Purpose of the Study:

  • To review the structural features of CSD proteins and their nucleic acid-binding capabilities.
  • To compare and contrast CSD proteins from prokaryotes and eukaryotes, focusing on RNA/DNA interactions.
  • To highlight the role of specific amino acid residues and post-translational modifications in nucleic acid recognition.

Main Methods:

  • Comparative structural analysis of prokaryotic and eukaryotic CSD proteins.
  • Review of experimental data on protein-nucleic acid interactions.
  • Systematization of recognized nucleic acid sequences by Y-box binding proteins.
  • Analysis of post-translational modifications' impact on DNA/RNA binding.

Main Results:

  • CSD proteins exhibit diverse structures, influencing their RNA/DNA binding mechanisms and specificity.
  • Mammalian Y-box binding protein 1 (YB-1) forms various complexes with nucleic acids.

### COMPLETE THE FOLLOWING
a) Which mammalian protein does the CSD protein study summary say forms various complexes with nucleic acids?
b) Carry on the CSD protein study summary from its final sentence.

### RECORDED DATA
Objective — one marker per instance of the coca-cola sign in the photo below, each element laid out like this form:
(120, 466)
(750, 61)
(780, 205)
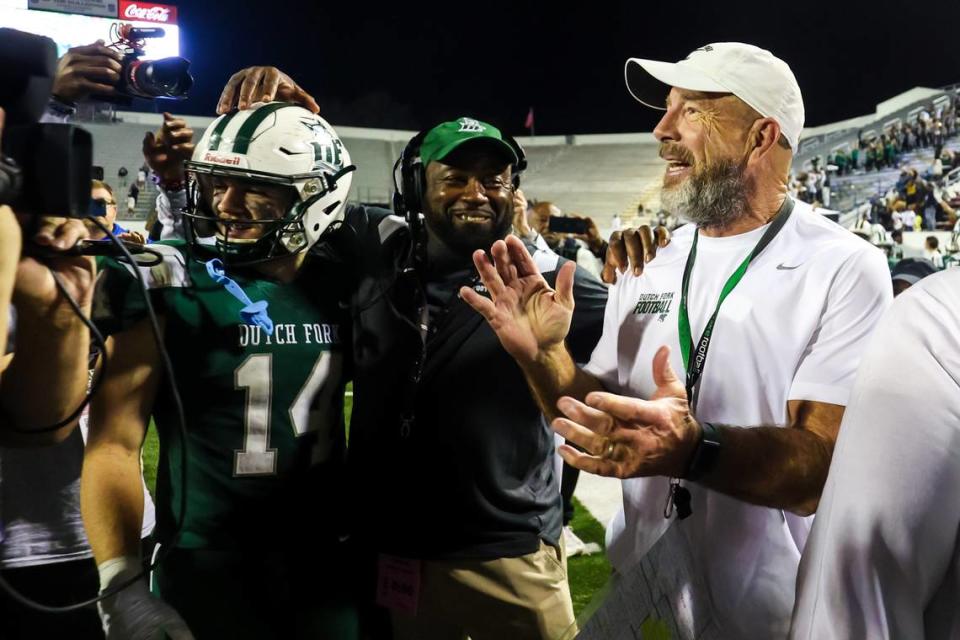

### RESPONSES FOR EACH TASK
a) Y-box binding protein 1 (YB-1).

b)
  • Specific amino acid residues are critical for binding nitrogenous bases and the sugar-phosphate backbone.
  • Post-translational modifications, like YB-1 phosphorylation, alter sequence recognition.
  • Plant CSD proteins possess unique domain structures affecting nucleic acid interactions.

Conclusions:

  • CSD protein structure is intricately linked to their nucleic acid-binding specificity and function.
  • YB-1 and Lin28 are key examples illustrating the diverse roles of CSD proteins in gene regulation.
  • Further research into CSD protein interactions can reveal novel therapeutic targets and biotechnological applications.